— Selected extract —
If enacted, the bill would fund ferry boat and terminal projects from the Highway Trust Fund: $182 million in FY2027, rising to $191 million in FY2031. It would also explicitly allow Federal Lands Access and Federal Lands Transportation projects that improve accessibility for people with disabilities and improve resilience of transportation facilities serving Federal lands.

Intercity rail service and equipment

If enacted, the bill would let DOT make multistate equipment pool agreements and give nonbinding letters of intent for multiyear funding. The Department would study and evaluate new or expanded intercity passenger rail routes within two years. When DOT awards grants to non-Amtrak carriers, it could require Amtrak to give access to reservation systems or stations and may pay Amtrak for that access. Amtrak-owned trains bought after enactment would need a baby changing table in at least one restroom in each car.

Rail safety, access, and tech upgrades

If enacted, the bill would require rail carriers to train engineers on manual operation and give engineers discretion to use manual mode in hazardous conditions, add a categorical exclusion for certain projects inside existing railroad rights-of-way, and require the Secretary to review computerized train-dispatching systems within 1 year. It would create a working group to standardize access agreements, require action when a public crossing is blocked 3 times in 30 days, set up grade crossing set-aside guidance, and require passenger rail operators to submit assault prevention plans within 1 year. The bill would also create a competitive rail technology pilot that pays up to 50% of project costs and limits awards to no more than 20% of program funds per recipient.

Transportation emergency resilience working group

If enacted, the Secretary would convene a working group within one year to study how surface transportation assets respond to disasters and recommend ways to increase resilience and speed emergency relief. The group must report within one year and the Secretary must send summaries and implementation plans to Congress.

Transportation workforce and CDL training

If enacted, the bill would create a national Transit Workforce Development Center and a surface transportation Task Force to plan workforce strategies. It would set up a commercial motor vehicle workforce grant program with authorized funding from $27.5 million (FY2027) to $29.8 million (FY2031). The bill would also start CDL rule changes to let States give driving skills tests to any applicant and allow a limited school‑bus pre‑trip engine waiver when each State involved agrees, with annual reporting through 2031.

— Job item A —
Answer these questions from the transportation bill summary:
(i) How much Highway Trust Fund money would go to ferry boat and terminal projects in FY2027?
(ii) What would each car of an Amtrak-owned train bought after enactment need in at least one restroom?
(iii) Up to what share of project costs would the competitive rail technology pilot pay?
— Job item B —
Write the next part of the transportation bill summary, picking up after its final sentence.

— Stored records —
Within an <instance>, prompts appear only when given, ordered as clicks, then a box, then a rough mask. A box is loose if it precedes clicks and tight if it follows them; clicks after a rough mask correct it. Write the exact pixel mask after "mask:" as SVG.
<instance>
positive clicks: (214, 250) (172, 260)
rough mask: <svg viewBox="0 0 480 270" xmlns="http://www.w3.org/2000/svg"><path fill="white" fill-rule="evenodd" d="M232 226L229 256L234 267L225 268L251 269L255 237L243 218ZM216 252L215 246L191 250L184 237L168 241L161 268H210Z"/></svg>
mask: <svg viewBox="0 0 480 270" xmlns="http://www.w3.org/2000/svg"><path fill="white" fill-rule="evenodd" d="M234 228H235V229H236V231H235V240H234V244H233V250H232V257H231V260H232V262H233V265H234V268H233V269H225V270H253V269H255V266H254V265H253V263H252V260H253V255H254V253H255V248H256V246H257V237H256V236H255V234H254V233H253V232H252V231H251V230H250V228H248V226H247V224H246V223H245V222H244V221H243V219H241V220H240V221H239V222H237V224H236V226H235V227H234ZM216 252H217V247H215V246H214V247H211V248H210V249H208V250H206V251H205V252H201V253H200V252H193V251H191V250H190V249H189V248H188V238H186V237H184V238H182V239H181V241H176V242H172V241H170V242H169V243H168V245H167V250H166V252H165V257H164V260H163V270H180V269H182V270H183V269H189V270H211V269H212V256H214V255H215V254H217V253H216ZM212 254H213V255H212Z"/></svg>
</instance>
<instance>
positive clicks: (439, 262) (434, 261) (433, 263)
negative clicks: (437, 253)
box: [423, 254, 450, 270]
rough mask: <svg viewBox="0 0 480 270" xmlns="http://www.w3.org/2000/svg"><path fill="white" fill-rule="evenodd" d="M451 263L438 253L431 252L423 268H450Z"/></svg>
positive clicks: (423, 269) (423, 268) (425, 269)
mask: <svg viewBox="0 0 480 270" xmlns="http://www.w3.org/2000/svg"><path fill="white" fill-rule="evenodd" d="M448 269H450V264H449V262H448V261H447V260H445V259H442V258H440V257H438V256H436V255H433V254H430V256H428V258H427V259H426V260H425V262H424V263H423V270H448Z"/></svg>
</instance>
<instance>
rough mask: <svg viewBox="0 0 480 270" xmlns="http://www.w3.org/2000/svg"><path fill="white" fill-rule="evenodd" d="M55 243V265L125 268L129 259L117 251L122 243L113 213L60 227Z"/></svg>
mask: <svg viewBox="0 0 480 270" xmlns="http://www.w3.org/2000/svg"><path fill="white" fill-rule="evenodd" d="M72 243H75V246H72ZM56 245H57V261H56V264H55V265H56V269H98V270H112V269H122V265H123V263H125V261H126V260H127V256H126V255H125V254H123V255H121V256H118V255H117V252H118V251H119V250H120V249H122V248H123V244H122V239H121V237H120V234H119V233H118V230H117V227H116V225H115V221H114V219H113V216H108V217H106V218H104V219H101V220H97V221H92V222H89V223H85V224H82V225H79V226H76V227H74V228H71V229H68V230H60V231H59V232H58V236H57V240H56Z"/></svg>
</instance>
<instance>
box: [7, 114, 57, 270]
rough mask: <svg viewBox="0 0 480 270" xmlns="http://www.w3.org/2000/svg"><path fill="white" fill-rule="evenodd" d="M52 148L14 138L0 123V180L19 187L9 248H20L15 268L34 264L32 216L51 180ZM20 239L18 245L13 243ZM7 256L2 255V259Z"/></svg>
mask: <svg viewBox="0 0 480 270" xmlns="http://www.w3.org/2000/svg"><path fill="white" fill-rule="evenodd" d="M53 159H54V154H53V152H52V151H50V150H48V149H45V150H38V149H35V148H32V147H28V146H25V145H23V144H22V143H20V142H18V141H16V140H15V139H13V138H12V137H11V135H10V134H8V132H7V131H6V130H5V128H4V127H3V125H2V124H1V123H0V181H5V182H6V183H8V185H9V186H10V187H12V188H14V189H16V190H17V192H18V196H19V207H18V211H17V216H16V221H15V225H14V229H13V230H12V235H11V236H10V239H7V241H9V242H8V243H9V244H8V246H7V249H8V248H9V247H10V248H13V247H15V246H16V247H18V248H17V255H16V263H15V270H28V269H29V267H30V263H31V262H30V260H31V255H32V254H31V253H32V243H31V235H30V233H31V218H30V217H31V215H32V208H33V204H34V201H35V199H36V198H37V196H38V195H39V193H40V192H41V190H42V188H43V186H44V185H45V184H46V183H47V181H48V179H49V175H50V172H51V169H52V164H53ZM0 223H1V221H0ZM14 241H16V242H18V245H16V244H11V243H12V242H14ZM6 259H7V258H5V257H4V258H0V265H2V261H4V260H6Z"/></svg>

— Answer area A —
(i) $182 million
(ii) A baby changing table
(iii) 50%

— Answer area B —
Faster project delivery and fair bidding

If enacted, the bill would push DOT to speed project delivery and improve procurement transparency. It would direct studies of highway network overlaps, survey and propose new categorical exclusions for routine transportation actions, and require DOT to post the data and studies behind proposed rules in rule dockets. The Secretary must issue guidance and form a committee to spot anticompetitive bidding, require public notice of regressive State targets, and improve public access to DOT‑funded research within set deadlines. The Secretary would also set up a rulemaking committee to recommend regulatory changes for highway safety grant administration.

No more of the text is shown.